======== PAGE TEXT

[systemd-devel] Question about the killing spree during the transition from the initrd to the root file system.

Demi Marie Obenour demi at invisiblethingslab.com
Mon Jul 8 19:57:46 UTC 2024


On Mon, Jul 08, 2024 at 01:16:56PM +0200, Lennart Poettering wrote:
> On Do, 04.07.24 12:44, Demi Marie Obenour (demi at invisiblethingslab.com) wrote:
> 
> > > No, these belong to your process, systemd couldn't really reach into
> > > your processes to close them, even if it wanted to.
> > >
> > > But do note that any files you keep open or mapped at the moment of transition
> > > will remain pinned in memory, and cannot be released by the
> > > kernel. this means that even though during the tmpfs→host transition
> > > we generally destory the initrd's tmpfs' contents, the stuff you keep
> > > pinned will stick around.

================

# TASKS:
A) List every line of the records that contains the string "cutting", treating uppercase and lowercase letters as distinct.
B) Pick up the systemd mailing list message above, on the initrd-to-root transition, and continue it from the point at which it stops.

======== GIVEN INFORMATION

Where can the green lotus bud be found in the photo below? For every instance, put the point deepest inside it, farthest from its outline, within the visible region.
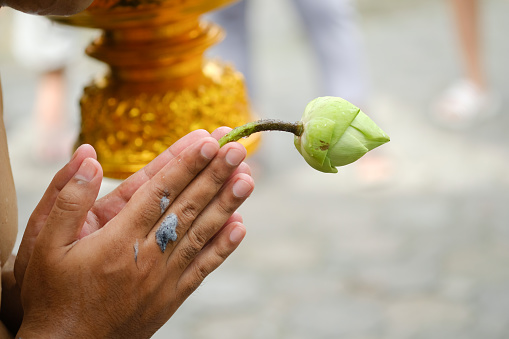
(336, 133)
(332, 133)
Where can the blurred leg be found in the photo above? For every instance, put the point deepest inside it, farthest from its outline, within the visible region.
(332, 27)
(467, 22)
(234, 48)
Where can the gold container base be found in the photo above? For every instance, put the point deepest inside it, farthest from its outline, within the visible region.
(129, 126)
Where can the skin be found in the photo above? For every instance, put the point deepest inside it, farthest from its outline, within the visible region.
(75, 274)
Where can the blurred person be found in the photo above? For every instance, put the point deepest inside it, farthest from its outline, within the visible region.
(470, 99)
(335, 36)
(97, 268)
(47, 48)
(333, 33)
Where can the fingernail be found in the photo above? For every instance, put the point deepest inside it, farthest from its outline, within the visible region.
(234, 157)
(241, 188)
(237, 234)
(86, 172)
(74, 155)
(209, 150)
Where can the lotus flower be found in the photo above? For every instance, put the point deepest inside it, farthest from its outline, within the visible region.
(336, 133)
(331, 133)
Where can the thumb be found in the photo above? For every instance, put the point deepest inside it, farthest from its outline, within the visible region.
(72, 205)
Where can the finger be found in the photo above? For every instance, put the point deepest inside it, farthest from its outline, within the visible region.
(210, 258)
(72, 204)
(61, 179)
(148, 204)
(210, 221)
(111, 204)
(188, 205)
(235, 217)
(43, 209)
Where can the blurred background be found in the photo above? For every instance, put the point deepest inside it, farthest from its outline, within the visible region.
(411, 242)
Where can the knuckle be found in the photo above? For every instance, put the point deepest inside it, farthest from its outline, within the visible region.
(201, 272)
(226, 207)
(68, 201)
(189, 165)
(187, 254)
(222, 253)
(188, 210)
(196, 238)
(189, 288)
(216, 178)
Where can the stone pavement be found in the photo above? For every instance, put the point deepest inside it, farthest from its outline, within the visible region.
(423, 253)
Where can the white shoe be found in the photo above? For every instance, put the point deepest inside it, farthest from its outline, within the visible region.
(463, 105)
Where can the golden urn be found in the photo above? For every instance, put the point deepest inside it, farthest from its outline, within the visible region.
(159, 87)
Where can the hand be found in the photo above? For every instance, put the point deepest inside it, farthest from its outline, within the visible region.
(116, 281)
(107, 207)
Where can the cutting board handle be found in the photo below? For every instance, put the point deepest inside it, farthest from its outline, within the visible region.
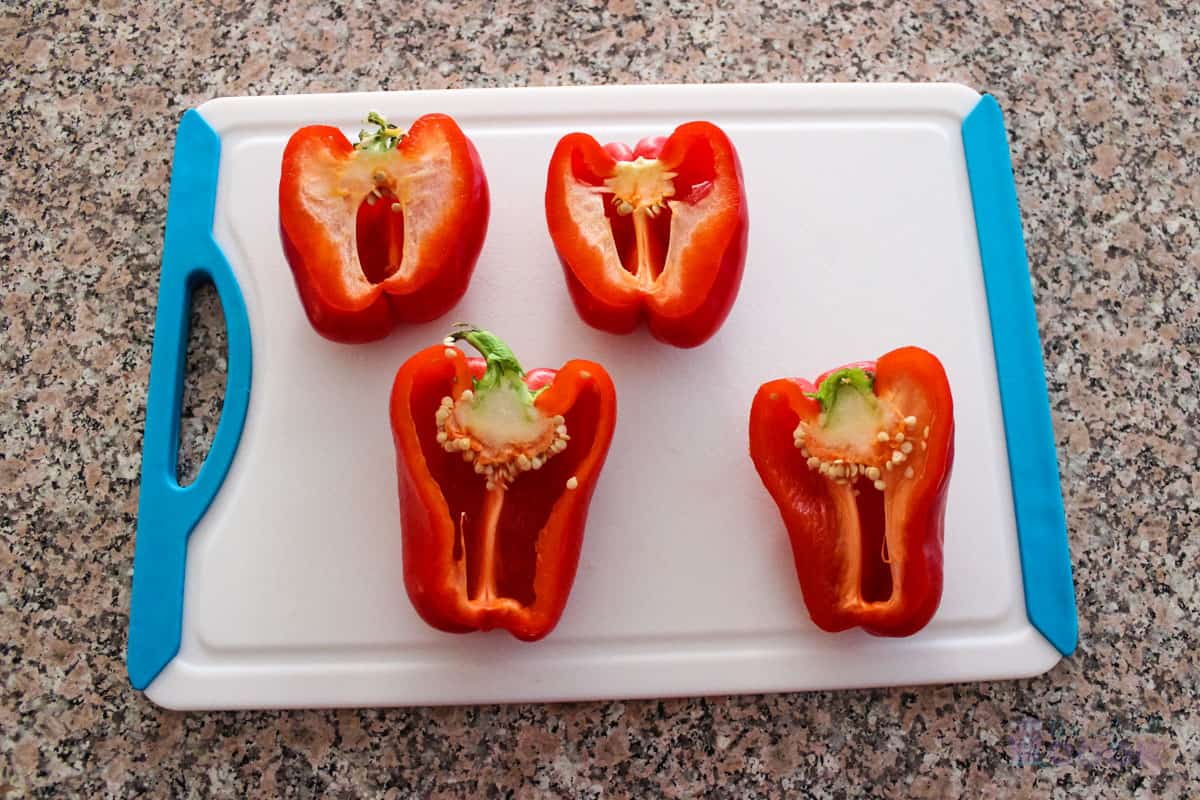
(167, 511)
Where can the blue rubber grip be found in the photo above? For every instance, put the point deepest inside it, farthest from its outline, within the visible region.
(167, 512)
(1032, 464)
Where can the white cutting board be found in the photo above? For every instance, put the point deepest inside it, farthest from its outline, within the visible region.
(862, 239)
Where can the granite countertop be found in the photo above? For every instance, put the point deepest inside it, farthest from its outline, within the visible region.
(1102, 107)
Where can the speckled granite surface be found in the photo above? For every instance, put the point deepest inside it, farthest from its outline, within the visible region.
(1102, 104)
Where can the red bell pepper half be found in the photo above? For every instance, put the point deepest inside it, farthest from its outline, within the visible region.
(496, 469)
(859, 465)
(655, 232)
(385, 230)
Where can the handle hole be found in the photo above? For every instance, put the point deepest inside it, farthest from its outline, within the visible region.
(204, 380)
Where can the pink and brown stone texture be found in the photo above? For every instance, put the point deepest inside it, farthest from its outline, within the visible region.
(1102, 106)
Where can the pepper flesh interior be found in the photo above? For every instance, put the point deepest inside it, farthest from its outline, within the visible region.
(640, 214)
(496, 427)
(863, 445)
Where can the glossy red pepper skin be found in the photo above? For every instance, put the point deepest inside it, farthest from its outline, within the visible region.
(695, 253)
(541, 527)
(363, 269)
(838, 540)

================
======== GIVEN INFORMATION

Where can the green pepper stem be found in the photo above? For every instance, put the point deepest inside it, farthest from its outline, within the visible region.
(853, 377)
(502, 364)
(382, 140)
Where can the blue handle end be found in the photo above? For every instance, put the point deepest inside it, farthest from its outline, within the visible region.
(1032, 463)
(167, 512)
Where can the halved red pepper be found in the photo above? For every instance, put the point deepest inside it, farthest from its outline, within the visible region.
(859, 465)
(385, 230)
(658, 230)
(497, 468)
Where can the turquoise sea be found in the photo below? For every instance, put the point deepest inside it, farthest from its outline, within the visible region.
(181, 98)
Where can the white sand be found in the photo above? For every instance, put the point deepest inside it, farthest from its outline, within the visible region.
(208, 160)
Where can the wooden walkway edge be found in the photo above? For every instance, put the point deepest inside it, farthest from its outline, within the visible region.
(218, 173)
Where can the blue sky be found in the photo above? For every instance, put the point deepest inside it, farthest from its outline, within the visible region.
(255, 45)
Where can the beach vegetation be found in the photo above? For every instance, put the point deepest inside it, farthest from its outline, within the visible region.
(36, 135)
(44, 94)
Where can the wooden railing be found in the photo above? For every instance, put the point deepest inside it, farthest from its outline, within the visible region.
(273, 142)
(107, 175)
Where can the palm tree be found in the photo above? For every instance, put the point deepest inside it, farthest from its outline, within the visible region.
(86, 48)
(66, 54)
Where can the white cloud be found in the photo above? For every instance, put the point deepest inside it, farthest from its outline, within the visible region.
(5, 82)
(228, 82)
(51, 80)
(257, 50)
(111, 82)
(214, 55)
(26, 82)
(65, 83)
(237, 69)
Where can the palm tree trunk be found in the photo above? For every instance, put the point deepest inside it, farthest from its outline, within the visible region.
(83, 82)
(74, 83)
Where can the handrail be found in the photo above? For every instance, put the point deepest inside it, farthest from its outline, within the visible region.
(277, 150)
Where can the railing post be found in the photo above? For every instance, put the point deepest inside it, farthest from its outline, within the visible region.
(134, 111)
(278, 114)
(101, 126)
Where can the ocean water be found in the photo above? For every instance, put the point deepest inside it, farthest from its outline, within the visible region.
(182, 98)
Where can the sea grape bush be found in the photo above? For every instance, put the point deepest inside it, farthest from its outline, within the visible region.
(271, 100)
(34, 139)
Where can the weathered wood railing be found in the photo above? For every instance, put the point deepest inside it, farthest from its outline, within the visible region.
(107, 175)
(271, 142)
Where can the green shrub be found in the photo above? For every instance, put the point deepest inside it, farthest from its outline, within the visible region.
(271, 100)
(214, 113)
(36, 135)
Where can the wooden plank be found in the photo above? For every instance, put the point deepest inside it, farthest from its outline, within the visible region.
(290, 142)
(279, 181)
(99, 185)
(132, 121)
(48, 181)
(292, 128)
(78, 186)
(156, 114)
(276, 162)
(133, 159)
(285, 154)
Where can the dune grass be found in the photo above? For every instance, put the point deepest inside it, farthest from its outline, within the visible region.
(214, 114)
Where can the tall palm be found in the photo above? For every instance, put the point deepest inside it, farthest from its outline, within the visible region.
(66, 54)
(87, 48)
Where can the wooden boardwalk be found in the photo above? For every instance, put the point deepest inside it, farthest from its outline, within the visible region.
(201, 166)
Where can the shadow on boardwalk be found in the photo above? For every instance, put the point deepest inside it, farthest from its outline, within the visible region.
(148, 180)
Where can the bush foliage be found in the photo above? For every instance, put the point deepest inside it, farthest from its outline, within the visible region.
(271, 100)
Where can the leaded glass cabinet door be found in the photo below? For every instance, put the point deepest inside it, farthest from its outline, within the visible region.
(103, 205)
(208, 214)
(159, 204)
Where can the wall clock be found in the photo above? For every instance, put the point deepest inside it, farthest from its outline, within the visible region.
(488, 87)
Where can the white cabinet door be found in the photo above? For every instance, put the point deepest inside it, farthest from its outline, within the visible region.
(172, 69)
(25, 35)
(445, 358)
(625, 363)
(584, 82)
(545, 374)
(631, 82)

================
======== GIVEN INFORMATION

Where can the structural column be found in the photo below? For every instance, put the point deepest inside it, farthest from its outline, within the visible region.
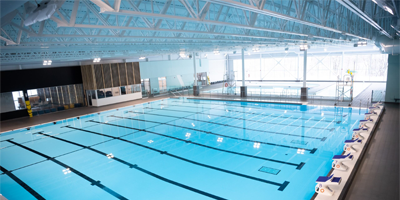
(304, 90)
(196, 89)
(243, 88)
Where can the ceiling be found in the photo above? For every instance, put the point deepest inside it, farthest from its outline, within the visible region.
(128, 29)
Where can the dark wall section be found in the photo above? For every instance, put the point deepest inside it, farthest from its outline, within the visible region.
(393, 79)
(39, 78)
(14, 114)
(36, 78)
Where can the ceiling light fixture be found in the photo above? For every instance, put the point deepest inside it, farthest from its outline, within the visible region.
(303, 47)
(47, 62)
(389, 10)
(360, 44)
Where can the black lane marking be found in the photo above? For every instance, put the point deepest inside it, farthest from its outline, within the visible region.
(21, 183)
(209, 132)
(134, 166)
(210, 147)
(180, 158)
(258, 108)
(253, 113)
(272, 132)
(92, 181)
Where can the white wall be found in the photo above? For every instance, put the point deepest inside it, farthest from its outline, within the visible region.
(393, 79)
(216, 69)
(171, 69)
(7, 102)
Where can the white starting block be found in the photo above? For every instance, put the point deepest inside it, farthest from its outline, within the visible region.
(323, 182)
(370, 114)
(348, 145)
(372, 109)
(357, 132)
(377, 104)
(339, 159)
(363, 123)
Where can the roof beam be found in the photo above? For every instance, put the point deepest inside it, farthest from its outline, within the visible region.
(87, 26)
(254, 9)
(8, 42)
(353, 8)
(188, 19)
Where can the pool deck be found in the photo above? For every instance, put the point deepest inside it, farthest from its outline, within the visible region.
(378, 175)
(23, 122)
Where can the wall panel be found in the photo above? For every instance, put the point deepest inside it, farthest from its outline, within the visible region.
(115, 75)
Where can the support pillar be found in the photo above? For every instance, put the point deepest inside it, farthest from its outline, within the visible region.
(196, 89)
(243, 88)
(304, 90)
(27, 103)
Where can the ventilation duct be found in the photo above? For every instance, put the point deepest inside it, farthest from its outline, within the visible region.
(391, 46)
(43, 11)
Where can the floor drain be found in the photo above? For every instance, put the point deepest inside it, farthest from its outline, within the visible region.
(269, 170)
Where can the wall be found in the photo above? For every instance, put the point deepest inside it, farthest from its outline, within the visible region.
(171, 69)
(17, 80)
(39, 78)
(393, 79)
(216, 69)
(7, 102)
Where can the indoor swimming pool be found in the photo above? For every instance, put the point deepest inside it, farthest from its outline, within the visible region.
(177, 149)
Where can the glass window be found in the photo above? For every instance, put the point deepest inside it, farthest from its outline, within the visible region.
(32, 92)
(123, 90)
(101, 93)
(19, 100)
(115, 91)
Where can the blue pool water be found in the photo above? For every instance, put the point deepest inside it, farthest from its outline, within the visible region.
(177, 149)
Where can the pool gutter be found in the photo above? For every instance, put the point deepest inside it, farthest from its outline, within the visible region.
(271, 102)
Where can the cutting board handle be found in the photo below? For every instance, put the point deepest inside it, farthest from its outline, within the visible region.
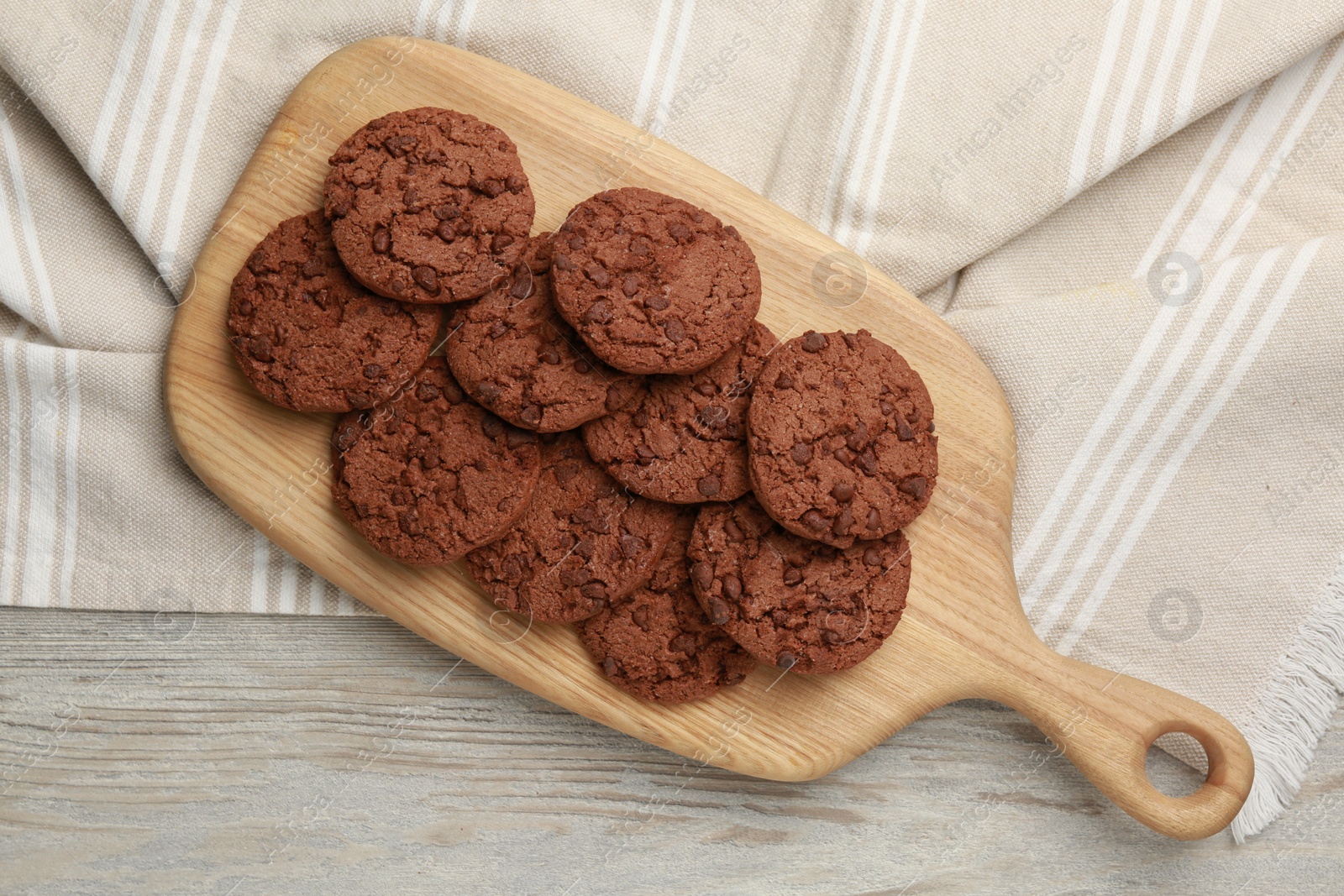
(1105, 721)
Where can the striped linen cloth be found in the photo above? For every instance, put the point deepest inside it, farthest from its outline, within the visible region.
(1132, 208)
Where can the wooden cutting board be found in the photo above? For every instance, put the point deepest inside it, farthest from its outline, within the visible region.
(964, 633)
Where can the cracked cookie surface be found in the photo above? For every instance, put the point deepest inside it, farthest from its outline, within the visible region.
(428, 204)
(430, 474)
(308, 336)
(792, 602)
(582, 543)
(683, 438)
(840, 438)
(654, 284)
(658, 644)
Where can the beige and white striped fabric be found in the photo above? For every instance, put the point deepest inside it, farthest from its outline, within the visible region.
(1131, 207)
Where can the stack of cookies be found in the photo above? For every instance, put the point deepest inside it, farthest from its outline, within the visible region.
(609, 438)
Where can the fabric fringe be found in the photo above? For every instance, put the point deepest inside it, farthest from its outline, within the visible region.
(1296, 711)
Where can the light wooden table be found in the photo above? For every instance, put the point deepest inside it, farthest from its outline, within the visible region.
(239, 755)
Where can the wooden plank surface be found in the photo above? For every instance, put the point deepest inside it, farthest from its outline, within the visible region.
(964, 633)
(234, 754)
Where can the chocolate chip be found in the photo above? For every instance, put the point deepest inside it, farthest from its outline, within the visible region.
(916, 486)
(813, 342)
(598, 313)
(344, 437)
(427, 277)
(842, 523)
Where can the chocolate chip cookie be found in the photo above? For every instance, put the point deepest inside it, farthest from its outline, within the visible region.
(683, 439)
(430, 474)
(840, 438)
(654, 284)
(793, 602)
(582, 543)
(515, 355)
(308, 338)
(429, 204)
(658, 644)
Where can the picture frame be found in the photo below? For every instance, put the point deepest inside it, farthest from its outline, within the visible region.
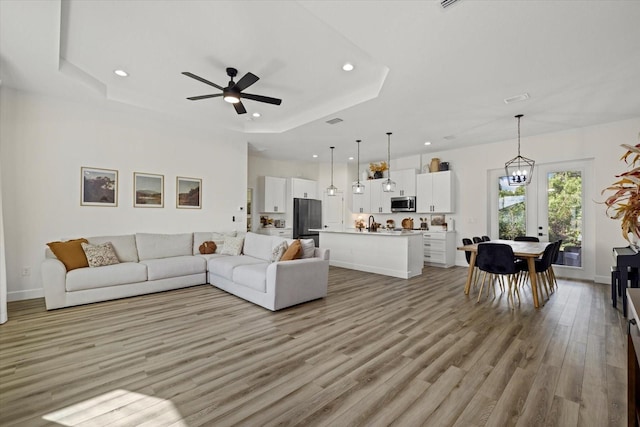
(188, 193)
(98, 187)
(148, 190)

================

# EXPECTED RESPONSES:
A)
Where can the cutting board handle be found in the photo below? For every instance, put the point deepest inside it, farthest from its outline, within the visible region.
Where can the white cutting board be found in the photo above? For every instance, put the point deepest inside it, farthest from its outline, within the visible region.
Where can the cutting board handle be found in the photo below? For every instance, put the point deepest inside it, farthest from its outline, within the visible region.
Where can the wooden cutting board be found in the photo above? For every instance, put the point deepest inside it, farthest from its outline, within the visible region.

B)
> > >
> > > Generally, only special purpose software should be left around that
> > > way, if it is carefully written to handle this. For example it is not
> > > allowed to dlopen() anything (and hence no NSS either! No
> > > gethostbyname() or getpwnam() or so), because you'd otherwise end up
> > > with a weird mix of match of shared libs from the initrd and the host.
> >
> > If one does need to e.g. do DNS lookups in such a process, what is the
> > best way to do it?
> 
> Well, simply don't write programs like that, of course.
> 
> But if you really feel you must:
> 
> If you need DNS, then do the lookups via your own statically linked
> DNS lib maybe?
> 
> You could talk to resolved's varlink or D-Bus interfaces too, but I
> find this a bit icky, since you'll end up consuming services provided
> by the OS on the root fs, while you should instead provide services to
> that OS, but not consume them.
> 
> If you want user/group name resolution: these are generally a resource
> manager by the host OS, hence you almos certainly are doing things
> wrong if you want to resolve them from your initrd service. You could
> talk to userdbd of course, via Varlink IPC, but the same applies as
> above: it's a bit icky if you consume services provided by the OS, if
> you are such a low-level daemon that must survive from initrd into
> host.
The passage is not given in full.